» PROBLEM REQUIREMENTS: An exact repetition of the records is required. Leave nothing out.

(Natural-language object grounding data)
>>>
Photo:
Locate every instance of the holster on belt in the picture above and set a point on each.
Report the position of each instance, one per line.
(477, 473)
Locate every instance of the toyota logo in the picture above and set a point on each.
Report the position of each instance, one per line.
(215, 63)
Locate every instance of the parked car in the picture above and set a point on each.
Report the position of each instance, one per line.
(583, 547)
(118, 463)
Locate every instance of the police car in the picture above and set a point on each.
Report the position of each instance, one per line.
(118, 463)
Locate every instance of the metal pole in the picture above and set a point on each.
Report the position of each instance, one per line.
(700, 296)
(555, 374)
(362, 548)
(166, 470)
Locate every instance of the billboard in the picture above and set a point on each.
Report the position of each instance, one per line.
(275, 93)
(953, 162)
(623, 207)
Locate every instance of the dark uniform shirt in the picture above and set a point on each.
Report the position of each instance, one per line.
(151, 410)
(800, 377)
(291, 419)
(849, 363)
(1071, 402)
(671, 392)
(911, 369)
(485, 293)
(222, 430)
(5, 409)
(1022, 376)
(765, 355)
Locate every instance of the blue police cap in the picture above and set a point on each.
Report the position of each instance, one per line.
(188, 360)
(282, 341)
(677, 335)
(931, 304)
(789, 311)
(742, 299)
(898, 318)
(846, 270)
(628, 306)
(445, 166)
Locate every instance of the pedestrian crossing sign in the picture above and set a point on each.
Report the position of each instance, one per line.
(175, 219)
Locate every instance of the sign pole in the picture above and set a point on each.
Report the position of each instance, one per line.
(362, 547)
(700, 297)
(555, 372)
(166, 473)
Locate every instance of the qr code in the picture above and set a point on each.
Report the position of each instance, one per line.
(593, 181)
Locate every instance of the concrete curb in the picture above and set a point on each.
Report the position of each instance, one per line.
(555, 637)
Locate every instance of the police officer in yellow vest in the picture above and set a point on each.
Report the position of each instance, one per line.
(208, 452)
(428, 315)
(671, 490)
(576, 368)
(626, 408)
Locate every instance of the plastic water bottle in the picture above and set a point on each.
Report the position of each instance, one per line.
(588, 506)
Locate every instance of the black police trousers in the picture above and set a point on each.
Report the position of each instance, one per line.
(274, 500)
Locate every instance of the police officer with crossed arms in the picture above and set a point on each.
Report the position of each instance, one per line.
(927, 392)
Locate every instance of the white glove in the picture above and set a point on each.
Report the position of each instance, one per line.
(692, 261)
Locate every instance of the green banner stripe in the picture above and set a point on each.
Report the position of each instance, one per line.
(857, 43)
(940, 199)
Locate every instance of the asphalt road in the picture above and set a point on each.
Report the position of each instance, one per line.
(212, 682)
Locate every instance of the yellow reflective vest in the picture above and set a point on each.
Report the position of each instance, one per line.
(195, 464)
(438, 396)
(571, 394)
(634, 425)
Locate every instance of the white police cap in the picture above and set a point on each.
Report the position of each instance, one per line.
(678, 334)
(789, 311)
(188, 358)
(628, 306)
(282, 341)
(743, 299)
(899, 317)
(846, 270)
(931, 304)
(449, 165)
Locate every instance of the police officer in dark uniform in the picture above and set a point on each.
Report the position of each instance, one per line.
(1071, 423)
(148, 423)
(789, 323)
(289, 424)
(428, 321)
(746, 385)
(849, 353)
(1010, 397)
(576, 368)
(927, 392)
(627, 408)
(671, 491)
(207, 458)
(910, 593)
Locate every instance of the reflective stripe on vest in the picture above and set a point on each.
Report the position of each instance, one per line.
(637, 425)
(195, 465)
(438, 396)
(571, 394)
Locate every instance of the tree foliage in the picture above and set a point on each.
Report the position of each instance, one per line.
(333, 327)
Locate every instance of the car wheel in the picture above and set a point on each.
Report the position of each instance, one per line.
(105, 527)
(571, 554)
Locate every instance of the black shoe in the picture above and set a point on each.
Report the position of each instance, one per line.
<<<
» ANSWER AREA:
Photo:
Locate every instance of the holster on belt in the picture above and set a point on each.
Report the position of each instance, one per line.
(477, 473)
Locate every instance of the toyota logo in the picture above and set a point on each.
Report the position of each instance, one per line.
(215, 63)
Locate every instance of the parked car in the picture above and set a point on each.
Report the position of each instance, one per line.
(583, 547)
(118, 463)
Locate every instance of the police car in the picture above and set a point on each.
Report the position of each instance, one per line.
(118, 463)
Locate every instance of the metal pole in the picture above and set a point on each.
Report the position of each instance, one per line.
(700, 296)
(555, 374)
(362, 548)
(166, 470)
Locate every instance of the billboard in the picture above and set a point on each.
Report the position of each instance, one per line.
(275, 93)
(953, 162)
(623, 207)
Locate every instance of the dark uniform shirt in the picture above and set a point on each.
Report the position of each instance, one per line.
(151, 410)
(800, 377)
(291, 419)
(849, 363)
(1071, 402)
(671, 392)
(911, 369)
(485, 293)
(222, 430)
(5, 409)
(1022, 376)
(765, 355)
Locate every instance of the blue police cap in the picture above and set a point on each.
Report the position of each instance, one per line.
(188, 360)
(282, 341)
(677, 335)
(931, 304)
(789, 311)
(742, 299)
(898, 318)
(846, 270)
(628, 306)
(445, 166)
Locate every instance of the pedestrian crossing sign in the picture above and set a point on each.
Report the position of each instance, one per line.
(175, 219)
Locate every instance of the sign pole in the picture above and set a point on each.
Report the position of each instance, one per line.
(362, 547)
(700, 297)
(555, 372)
(166, 473)
Locate every instance of the qr code in the picture above and set a point on each.
Report the position of each instance, one per line.
(593, 181)
Locate every instance of the concrete curb in the picture above and set a point on each.
Report the position of each instance, one per line.
(555, 637)
Locate every instance of the police officer in yellow vest in the picture above and set a point on each.
Report the position of each instance, one per line.
(208, 452)
(428, 315)
(671, 490)
(576, 368)
(626, 408)
Locate every instance of the plastic water bottle in the picture above and set a point on each.
Report the position of each instance, one per line.
(588, 506)
Locate every instance of the black police trousers in the picture above and set a point on each.
Report the position of each instance, one per line.
(274, 500)
Locate every instance of the police officer with crossed arms in the picture above and set a point on each.
Report the position of each instance, one per line.
(927, 392)
Locate every instance of the white glove in the picture above and set a point on each.
Report the position of each instance, one per line.
(692, 261)
Locate every instance of the green banner stripe in the picture above and set a point on each.
Report the position of each instance, one per line.
(857, 43)
(940, 199)
Locate every instance of the asphalt road in the picture above and set a point on each.
Report the position of each instance, one per line.
(212, 682)
Locate every instance of the yellow reflective vest in the picture above and set a point on each.
Report the position of each instance, one per line.
(195, 464)
(438, 396)
(571, 394)
(634, 425)
Locate every instance of the white police cap in the picture above and set a point on each.
Report the position of each instance, one per line.
(678, 334)
(789, 311)
(188, 358)
(628, 306)
(282, 341)
(743, 299)
(899, 317)
(846, 270)
(931, 304)
(449, 165)
Locate every instance of the police officer in dark uniform in the picture above and set a point on each.
Report the position of each instance, one per line.
(1071, 423)
(148, 423)
(789, 323)
(289, 424)
(428, 321)
(746, 385)
(849, 353)
(1010, 397)
(576, 368)
(927, 392)
(627, 408)
(671, 491)
(207, 458)
(910, 593)
Locate every instance of the reflective stripe on vest in the picture above and set a point on each.
Report the position of each instance, one per line.
(637, 425)
(195, 465)
(438, 396)
(571, 394)
Locate every instance of the tree foliage in the picture above and set a point on each.
Report the position of each instance, one per line.
(333, 327)
Locate every instance of the car wheel in the picture above and set a point on each.
Report the position of each instance, one per line.
(105, 527)
(571, 554)
Locate every instance of the black shoe in the picture above and set a point on each.
Report the position of each instance, one per line.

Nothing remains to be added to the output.